**Text extract:**
Comments (15)
I'm gradually working on this issue. If anyone else is working on it or wants to, let me know and we can figure out how to combine efforts.
from matminer.
(maybe something for @Qi-max to contribute?)
from matminer.
Hi Logan, I am not now. Pls tell me If there is anything you want me to work on.
from matminer.
Thanks, @Qi-max! I'm about halfway done with the features from the PRB article, which will cover most of the Sci Rep features. So, it is probably easiest for me to finish those two papers myself.
Would you want to start on the Nat. Comm features?
Also, the areas that I haven't figured out yet:
- Getting 2nd-nearest neighbors from the NearNeighbor pymatgen classes, which are needed for some of the PRB attributes. I was thinking of building an additional method on to the NearNeighbor classes for this, but am not sure if that is already done or if there is an easier way.
- Whether we can/should combine these features with your existing VoronoiFingerprint class. I am in favor of keeping them as separate featurizers to avoid having classes with too many options.
- How to cache the Voronoi tessellation, if it is used by multiple featurizers. When implementing the PRB features in Magpie, I found that running the tessellation comprised a significant amount of the featurization time. While I'm not doing anything about caching now, I'm worried that making many different featurizers (see 2) will exacerbate any performance issues.
Any thoughts about these issues?
from matminer.
Hi Logan,
Thanks for the reply!

**Listed entries:**
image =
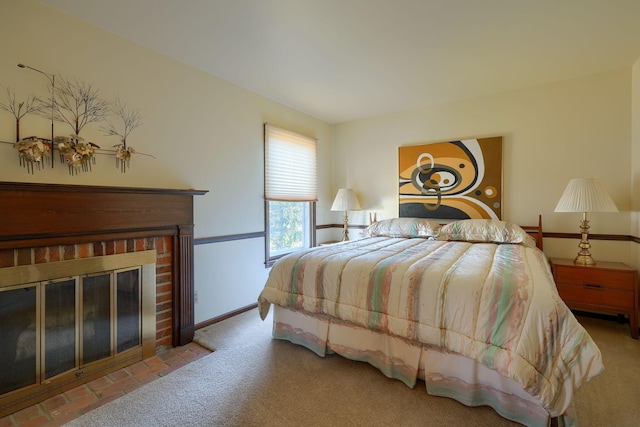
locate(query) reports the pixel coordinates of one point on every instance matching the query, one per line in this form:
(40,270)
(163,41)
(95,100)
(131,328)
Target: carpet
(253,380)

==

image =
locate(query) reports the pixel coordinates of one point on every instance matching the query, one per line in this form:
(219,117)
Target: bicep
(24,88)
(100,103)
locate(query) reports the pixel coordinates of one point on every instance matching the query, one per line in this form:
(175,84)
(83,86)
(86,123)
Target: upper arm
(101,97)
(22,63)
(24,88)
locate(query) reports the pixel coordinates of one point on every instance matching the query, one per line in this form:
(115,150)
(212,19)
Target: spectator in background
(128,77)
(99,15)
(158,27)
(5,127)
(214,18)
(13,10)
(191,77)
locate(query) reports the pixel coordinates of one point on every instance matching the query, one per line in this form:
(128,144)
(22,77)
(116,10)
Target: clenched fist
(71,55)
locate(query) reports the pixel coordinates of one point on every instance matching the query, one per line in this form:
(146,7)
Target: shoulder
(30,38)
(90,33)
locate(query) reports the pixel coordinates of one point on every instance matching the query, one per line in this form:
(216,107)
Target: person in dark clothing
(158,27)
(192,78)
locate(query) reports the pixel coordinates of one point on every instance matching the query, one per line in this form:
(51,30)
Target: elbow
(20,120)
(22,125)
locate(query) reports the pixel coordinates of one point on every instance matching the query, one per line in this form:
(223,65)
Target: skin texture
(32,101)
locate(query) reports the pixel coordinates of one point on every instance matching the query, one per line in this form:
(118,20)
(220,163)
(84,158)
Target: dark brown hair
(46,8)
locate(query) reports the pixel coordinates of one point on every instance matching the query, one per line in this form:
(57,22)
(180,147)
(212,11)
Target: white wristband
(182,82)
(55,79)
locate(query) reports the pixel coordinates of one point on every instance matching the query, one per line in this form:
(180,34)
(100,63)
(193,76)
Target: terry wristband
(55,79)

**Objectives:**
1. Answer each question from the matminer thread, one line per answer.
(a) Which features is @Qi-max invited to start on?
(b) What does the list propose adding to the NearNeighbor classes, and for what purpose?
(c) What took up a significant amount of featurization time when the PRB features were implemented in Magpie?
2. Decide whether each statement agrees with the matminer thread. Answer yes or no, and quote the words that decide it.
(a) The writer of the list prefers to merge the new features into the existing VoronoiFingerprint class.
(b) Finishing the features from the PRB article will cover most of the Sci Rep features.
(c) Caching of the Voronoi tessellation is being worked on now.
3. Translate this sentence from the matminer thread into German: "When implementing the PRB features in Magpie, I found that running the tessellation comprised a significant amount of the featurization time."

**Solution set:**
1.
(a) The Nat. Comm features.
(b) An additional method for getting 2nd-nearest neighbors, which some of the PRB attributes need.
(c) Running the tessellation.

2.
(a) No: "I am in favor of keeping them as separate featurizers to avoid having classes with too many options."
(b) Yes: "I'm about halfway done with the features from the PRB article, which will cover most of the Sci Rep features."
(c) No: "While I'm not doing anything about caching now"

3. Bei der Implementierung der PRB-Features in Magpie stellte ich fest, dass die Durchführung der Tessellation einen erheblichen Teil der Featurisierungszeit ausmachte.